## Objective
Arrange every line of the material below as a numbered list, skipping blank lines and leaving any pictures out of your answer.

** START The input **

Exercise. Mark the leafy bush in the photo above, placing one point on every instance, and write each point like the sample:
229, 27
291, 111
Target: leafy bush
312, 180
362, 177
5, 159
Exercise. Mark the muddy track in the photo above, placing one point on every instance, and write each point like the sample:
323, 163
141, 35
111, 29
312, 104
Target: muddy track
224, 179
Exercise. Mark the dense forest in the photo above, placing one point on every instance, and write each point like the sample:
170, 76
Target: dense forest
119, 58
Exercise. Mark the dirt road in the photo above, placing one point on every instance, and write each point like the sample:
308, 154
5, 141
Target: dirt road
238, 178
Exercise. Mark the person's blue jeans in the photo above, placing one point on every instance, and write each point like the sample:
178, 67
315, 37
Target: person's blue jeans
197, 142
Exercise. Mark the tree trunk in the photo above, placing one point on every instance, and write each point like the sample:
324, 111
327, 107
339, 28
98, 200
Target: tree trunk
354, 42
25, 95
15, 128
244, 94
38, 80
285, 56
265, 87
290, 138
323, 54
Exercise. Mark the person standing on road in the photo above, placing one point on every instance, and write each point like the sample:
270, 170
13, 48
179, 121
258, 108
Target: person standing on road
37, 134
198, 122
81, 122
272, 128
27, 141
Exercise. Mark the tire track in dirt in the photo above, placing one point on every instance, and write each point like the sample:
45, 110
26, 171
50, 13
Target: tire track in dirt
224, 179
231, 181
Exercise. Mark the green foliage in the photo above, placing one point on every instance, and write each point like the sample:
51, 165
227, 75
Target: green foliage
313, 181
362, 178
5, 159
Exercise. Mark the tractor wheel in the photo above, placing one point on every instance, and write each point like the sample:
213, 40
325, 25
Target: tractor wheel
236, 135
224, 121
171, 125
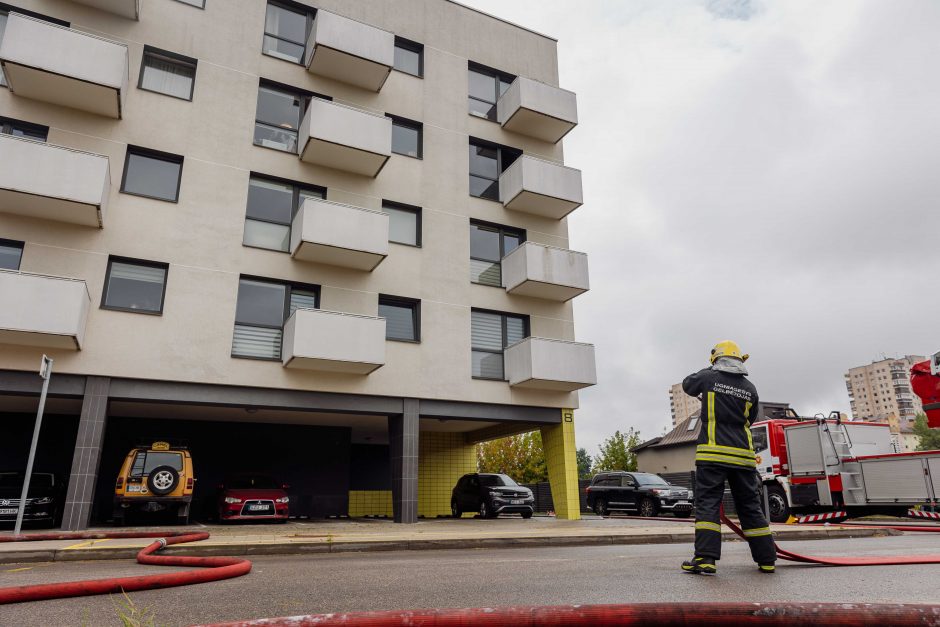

** END The input **

## Written solution
1. Exercise. Mark the leafy bush in the photo above, placing one point on every instance, and write each point like the sample:
2. 229, 27
3. 291, 111
4. Target: leafy bush
5. 312, 180
6. 362, 177
7. 5, 159
8. Exercise. Mark the muddy track in the photo above, placing one point on every instance, and write each point like the sample:
9. 323, 163
10. 141, 35
11. 111, 29
12. 312, 104
13. Target: muddy track
14. 224, 179
15. Exercise. Mark the dense forest in the photo above, placing one point on every instance, and write each point like the sample:
16. 170, 76
17. Target: dense forest
18. 119, 58
19. Exercise. Mark the dirt road in the photo above, placing one point on every instance, and write each point like the sample:
20. 308, 154
21. 5, 141
22. Target: dirt road
23. 238, 178
24. Exercise. Mark the person's blue jeans in the photo above, placing one point on every instance, and write each point like the sample:
25. 178, 67
26. 315, 37
27. Target: person's blue jeans
28. 197, 142
29. Exercise. Mark the tree trunk in the photo above, placing one point on every instance, and write each point like the sample:
30. 324, 111
31. 327, 107
32. 339, 28
33. 98, 200
34. Target: tree trunk
35. 354, 42
36. 25, 95
37. 15, 128
38. 244, 94
39. 38, 80
40. 285, 56
41. 265, 87
42. 290, 138
43. 323, 54
44. Exercise. Mark the person standing on road in the photo above, placing one point on every instance, and write each point like the sample:
45. 270, 170
46. 13, 48
47. 179, 121
48. 258, 108
49. Target: person standing on road
50. 37, 134
51. 198, 122
52. 81, 122
53. 272, 128
54. 27, 141
55. Exercise. Mark the tire track in dirt in the photo above, placing one point on every instance, and write each point like the sample:
56. 45, 110
57. 26, 171
58. 50, 13
59. Target: tire track in dirt
60. 224, 179
61. 231, 181
62. Exercise. Mark the green foliage in the photo above, placing one point on every instance, and write each point like the sample:
63. 51, 165
64. 227, 75
65. Target: green foliage
66. 313, 181
67. 362, 178
68. 5, 159
69. Exercise. Mark the tractor wheel in the photo above, placing one point on every instance, and write each point like the sample:
70. 213, 40
71. 325, 25
72. Target: tractor wheel
73. 236, 135
74. 224, 121
75. 171, 125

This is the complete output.